Saved entries:
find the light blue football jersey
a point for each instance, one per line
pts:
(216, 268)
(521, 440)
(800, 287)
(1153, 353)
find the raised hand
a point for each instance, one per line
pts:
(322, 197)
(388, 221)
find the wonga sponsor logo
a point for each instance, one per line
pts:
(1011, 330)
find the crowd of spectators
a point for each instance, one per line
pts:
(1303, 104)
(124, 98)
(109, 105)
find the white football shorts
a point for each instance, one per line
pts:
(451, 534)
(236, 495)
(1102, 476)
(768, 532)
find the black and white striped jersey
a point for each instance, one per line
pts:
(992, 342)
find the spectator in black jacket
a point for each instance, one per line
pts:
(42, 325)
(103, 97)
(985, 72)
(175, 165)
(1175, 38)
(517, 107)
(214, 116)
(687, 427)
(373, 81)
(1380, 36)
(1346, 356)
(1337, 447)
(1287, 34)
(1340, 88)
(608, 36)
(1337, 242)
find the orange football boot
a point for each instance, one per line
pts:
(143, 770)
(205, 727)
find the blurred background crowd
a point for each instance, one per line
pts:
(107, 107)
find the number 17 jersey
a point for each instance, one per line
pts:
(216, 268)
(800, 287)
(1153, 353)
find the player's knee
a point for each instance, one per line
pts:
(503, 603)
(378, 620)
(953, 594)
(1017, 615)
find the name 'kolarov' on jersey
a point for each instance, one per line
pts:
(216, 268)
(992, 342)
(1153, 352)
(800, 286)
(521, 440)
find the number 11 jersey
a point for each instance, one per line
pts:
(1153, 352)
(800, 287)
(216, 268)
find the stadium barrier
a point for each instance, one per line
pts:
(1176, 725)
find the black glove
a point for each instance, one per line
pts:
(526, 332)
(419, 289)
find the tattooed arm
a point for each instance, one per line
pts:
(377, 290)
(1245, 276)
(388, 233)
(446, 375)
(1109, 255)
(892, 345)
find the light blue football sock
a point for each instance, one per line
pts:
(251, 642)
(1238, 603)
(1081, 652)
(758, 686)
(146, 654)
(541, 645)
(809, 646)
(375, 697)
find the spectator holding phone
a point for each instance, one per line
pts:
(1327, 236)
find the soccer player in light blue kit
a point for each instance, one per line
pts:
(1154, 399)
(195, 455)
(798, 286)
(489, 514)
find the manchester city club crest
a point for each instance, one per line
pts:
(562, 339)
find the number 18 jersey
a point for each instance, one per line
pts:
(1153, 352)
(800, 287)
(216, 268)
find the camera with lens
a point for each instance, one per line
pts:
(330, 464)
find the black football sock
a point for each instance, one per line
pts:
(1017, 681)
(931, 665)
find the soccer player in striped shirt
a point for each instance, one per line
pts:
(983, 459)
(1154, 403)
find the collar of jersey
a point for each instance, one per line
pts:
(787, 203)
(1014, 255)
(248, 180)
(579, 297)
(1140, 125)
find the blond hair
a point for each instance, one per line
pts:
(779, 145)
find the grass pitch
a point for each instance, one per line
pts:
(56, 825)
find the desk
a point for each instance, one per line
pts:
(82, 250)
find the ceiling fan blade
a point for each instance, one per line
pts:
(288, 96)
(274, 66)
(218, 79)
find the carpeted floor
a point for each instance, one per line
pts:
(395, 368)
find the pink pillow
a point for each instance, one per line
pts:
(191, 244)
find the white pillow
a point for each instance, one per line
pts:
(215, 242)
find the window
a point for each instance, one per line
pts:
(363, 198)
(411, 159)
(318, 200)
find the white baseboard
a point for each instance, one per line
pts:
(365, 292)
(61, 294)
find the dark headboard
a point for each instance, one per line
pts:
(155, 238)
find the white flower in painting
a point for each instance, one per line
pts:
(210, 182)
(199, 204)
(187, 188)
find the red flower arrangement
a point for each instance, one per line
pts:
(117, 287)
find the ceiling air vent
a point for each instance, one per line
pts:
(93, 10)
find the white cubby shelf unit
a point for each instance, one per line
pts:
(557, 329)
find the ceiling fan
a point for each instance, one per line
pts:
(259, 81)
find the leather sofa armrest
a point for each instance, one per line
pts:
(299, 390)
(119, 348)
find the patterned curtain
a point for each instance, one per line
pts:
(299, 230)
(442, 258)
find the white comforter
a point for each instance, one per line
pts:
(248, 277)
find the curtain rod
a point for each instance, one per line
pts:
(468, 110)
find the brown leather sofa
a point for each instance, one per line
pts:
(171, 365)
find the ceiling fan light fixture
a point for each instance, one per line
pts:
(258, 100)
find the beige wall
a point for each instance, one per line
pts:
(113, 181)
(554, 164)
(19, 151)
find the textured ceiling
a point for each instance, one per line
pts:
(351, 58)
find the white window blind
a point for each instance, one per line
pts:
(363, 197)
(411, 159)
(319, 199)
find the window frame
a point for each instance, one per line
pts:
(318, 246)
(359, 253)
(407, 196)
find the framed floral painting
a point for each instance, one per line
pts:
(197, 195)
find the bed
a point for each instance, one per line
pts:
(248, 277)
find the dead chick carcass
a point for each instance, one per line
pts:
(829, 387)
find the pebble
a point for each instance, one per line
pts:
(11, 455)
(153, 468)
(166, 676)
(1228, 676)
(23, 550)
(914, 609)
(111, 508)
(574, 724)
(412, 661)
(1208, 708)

### [TO DO]
Restate all entries above verbatim.

### [ANSWER AREA]
find the light blue football jersey
a point for each instance, one per line
pts:
(216, 268)
(521, 440)
(800, 287)
(1153, 353)
find the raised hand
a point for each instance, one per line
pts:
(322, 197)
(388, 221)
find the wonga sponsor logo
a point for each instance, one per line
pts:
(1011, 330)
find the crowd of spectators
a point for each instance, one per line
pts:
(1303, 104)
(124, 98)
(109, 105)
find the white football shorts
a point for each instance, one per line
pts:
(451, 534)
(236, 495)
(1102, 476)
(768, 532)
find the black and white striped jersey
a point for each instance, one per line
pts:
(992, 342)
find the spectator in black jacket
a point for each instance, one per line
pts:
(42, 325)
(103, 97)
(985, 72)
(175, 165)
(1175, 38)
(517, 107)
(214, 116)
(687, 427)
(373, 81)
(1380, 36)
(1346, 356)
(1337, 447)
(1287, 34)
(1340, 88)
(608, 36)
(1337, 242)
find the orange football boot
a point for each instance, one per line
pts:
(143, 770)
(205, 727)
find the blurred background crowd
a point for each instance, one per line
pts:
(107, 107)
find the number 17 jersey
a point for each instance, one per line
pts:
(216, 268)
(800, 287)
(1153, 353)
find the player's knee
a point for each instance, one per line
pts:
(503, 603)
(378, 620)
(953, 594)
(1017, 615)
find the name 'kolarov' on jersey
a point for each instance, one per line
pts:
(216, 268)
(992, 342)
(1153, 352)
(800, 286)
(521, 440)
find the number 11 jersey
a point for each instance, one per line
pts:
(1153, 352)
(800, 287)
(216, 268)
find the stadium barrier
a point for each instance, one per line
pts:
(1176, 725)
find the black glove
a point for each instance, one per line
pts:
(526, 332)
(419, 289)
find the tattooed arm
a point for each instance, one per line
pts:
(377, 290)
(1245, 276)
(388, 233)
(446, 375)
(1109, 255)
(892, 345)
find the light blue football sock
a point for each instance, one per line
pts:
(251, 642)
(1238, 603)
(1081, 652)
(758, 686)
(146, 654)
(541, 645)
(809, 646)
(375, 697)
find the spectator holding phone
a point for each instance, one per line
pts:
(1327, 236)
find the soccer player in light blue kit
a point for each instance, one per line
pts:
(1154, 399)
(195, 455)
(798, 286)
(489, 514)
find the manchester city club crest
a point for each instance, one per line
pts:
(562, 339)
find the number 18 jersey
a point for each instance, one per line
pts:
(1153, 352)
(800, 287)
(216, 268)
find the camera with lens
a point for each instance, one per line
pts:
(330, 464)
find the black football sock
a point for each instance, one per line
pts:
(1017, 681)
(931, 665)
find the soccer player in striped shirt
a point for each instance, one per line
pts:
(983, 459)
(1154, 403)
find the collar of jersey
a point for each instance, one per line
pts:
(787, 203)
(1014, 255)
(248, 180)
(579, 297)
(1140, 125)
find the blond hair
a point for each instance, one per line
pts:
(779, 145)
find the grass pitch
a point for each instance, one per line
pts:
(56, 825)
find the desk
a point for each instance, one per line
pts:
(82, 250)
find the ceiling fan blade
a point for each instance, one per line
pts:
(288, 96)
(274, 66)
(218, 79)
find the carpeted floor
a point for each instance, one per line
pts:
(395, 368)
find the pink pillow
a point for each instance, one per line
pts:
(191, 244)
find the white pillow
a point for each instance, one per line
pts:
(215, 242)
find the window
a point for each instance, one per line
pts:
(363, 198)
(411, 159)
(318, 200)
find the white baseboard
a point for each instance, one per line
pts:
(365, 292)
(61, 294)
find the dark headboard
a point for each instance, one per line
pts:
(155, 238)
find the white flower in painting
a point for each instance, one per line
pts:
(210, 182)
(199, 204)
(187, 188)
find the red flower arrangement
a point for each instance, one per line
pts:
(117, 287)
find the ceiling air vent
a point for each instance, one per line
pts:
(93, 10)
find the white cubby shelf unit
a point for each instance, one per line
pts:
(557, 329)
find the ceiling fan
a point for each instance, one per line
pts:
(259, 81)
find the leather sofa armrest
a point for each instance, one per line
pts:
(299, 390)
(119, 348)
find the patterned curtain
a point for each instance, one per line
pts:
(299, 230)
(442, 258)
find the white comforter
a point for each instance, one per line
pts:
(248, 277)
find the curtain rod
a point for each instance, one per line
pts:
(468, 110)
find the brown leather sofa
a point for each instance, one per line
pts:
(171, 365)
find the ceiling fan light fixture
a point for each instance, one per line
pts:
(258, 100)
find the beige wall
a point for each instance, one per line
pts:
(113, 181)
(554, 164)
(19, 151)
find the textured ceiling
a point for each instance, one per line
pts:
(351, 58)
find the white window blind
a point for each instance, one per line
pts:
(363, 197)
(411, 159)
(319, 199)
find the window frame
a point for each instance, one per line
pts:
(318, 246)
(359, 253)
(407, 196)
find the framed floral painting
a point for each instance, one per line
pts:
(197, 195)
find the bed
a point for each instance, one per line
pts:
(248, 277)
find the dead chick carcass
a point for each instance, one per line
pts:
(829, 387)
find the pebble
a point for each instance, one per line
pts:
(11, 455)
(153, 468)
(166, 676)
(1228, 676)
(23, 550)
(914, 609)
(111, 508)
(574, 724)
(412, 661)
(1208, 708)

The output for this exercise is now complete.